--- BEGIN Selected extract ---

Are you sure? It doesn't sound like it in some places in the text, e.g.:

>> a kernel driver that sits alongside thunderbolt-net, allocating DMA rings from the controller's NHI port in the same way

but I don't have the domain knowledge to tell…

  • Yes, the description from TFA does not match the traditional Thunderbolt networking protocol, whose performance may be as low as that of a 10 Gb/s Ethernet interface.

    The description from TFA matches what the poster above you said about a new Linux device driver that allows access to the raw Thunderbolt protocol for transferring data between computers. This appears to be an independent implementation of the same principle as in the device driver that will be merged in the mainline Linux.

    While the official Linux device driver makes the raw Thunderbolt appear like a file, which can be written and read to transfer data, this implementation emulates an Infiniband interface, which presumably was simpler to use for distributing work over multiple GPUs.

    They actually mention that with traditional Thunderbolt networking on the same computers, they had obtained only 9 Gb/s, i.e. more than 5 times slower than what they obtained with raw Thunderbolt.

    • > traditional Thunderbolt networking protocol ... performance may be as low as that of a 10 Gb/s Ethernet interface.

      Ouch. Why so much lower than the physical bandwidth (or what they've achieved here)?

--- END Selected extract ---
--- BEGIN Data for the task ---

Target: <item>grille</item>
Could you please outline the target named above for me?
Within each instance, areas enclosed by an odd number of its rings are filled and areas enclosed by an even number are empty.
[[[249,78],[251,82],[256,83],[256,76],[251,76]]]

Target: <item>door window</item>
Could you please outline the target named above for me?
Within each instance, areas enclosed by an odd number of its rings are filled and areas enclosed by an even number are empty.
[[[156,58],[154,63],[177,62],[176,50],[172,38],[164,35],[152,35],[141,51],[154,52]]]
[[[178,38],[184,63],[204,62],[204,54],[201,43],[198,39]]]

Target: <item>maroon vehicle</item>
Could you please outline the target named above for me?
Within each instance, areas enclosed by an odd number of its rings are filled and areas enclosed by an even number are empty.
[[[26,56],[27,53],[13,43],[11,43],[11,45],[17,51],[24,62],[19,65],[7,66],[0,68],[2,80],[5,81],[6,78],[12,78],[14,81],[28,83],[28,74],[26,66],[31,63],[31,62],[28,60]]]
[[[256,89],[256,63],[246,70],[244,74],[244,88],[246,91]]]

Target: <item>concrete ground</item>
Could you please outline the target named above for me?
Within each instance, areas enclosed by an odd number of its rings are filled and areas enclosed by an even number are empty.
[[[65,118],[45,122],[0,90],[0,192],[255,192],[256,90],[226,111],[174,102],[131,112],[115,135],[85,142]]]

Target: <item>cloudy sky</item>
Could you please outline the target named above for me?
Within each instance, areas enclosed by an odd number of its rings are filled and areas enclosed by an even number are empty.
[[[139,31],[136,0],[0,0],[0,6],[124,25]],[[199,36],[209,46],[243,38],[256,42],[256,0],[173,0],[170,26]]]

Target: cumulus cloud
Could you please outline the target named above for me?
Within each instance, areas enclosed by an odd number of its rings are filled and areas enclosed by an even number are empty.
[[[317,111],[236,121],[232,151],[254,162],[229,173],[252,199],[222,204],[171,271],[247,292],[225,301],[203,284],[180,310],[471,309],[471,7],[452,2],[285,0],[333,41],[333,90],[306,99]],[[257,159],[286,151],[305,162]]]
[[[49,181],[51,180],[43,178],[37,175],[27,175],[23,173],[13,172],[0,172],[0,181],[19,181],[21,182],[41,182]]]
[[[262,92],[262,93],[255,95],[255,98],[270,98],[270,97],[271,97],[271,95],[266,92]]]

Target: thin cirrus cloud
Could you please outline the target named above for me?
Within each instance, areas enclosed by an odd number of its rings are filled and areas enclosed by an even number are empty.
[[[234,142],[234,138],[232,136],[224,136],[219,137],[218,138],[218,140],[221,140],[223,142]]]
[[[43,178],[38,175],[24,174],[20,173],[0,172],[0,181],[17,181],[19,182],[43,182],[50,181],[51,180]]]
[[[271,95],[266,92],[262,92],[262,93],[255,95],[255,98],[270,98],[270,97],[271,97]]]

--- END Data for the task ---

Problems to work on:
1. In the Thunderbolt networking discussion:
(a) What speed was obtained with traditional Thunderbolt networking on the same computers?
(b) What kind of interface does this implementation emulate?
(c) What does the official Linux device driver make raw Thunderbolt appear like?
2. Could you recast the rows as a Markdown table with the columns Number and Content, beginning at the line that contains "Target: thin cirrus cloud" and stopping after the last line of the rows, with blank lines left out?

Task solutions:
1.
(a) 9 Gb/s.
(b) An Infiniband interface.
(c) A file, which can be written and read to transfer data.

2.
| Number | Content |
|---|---|
| 1 | Target: thin cirrus cloud |
| 2 | Could you please outline the target named above for me? |
| 3 | Within each instance, areas enclosed by an odd number of its rings are filled and areas enclosed by an even number are empty. |
| 4 | [[[234,142],[234,138],[232,136],[224,136],[219,137],[218,138],[218,140],[221,140],[223,142]]] |
| 5 | [[[43,178],[38,175],[24,174],[20,173],[0,172],[0,181],[17,181],[19,182],[43,182],[50,181],[51,180]]] |
| 6 | [[[271,95],[266,92],[262,92],[262,93],[255,95],[255,98],[270,98],[270,97],[271,97]]] |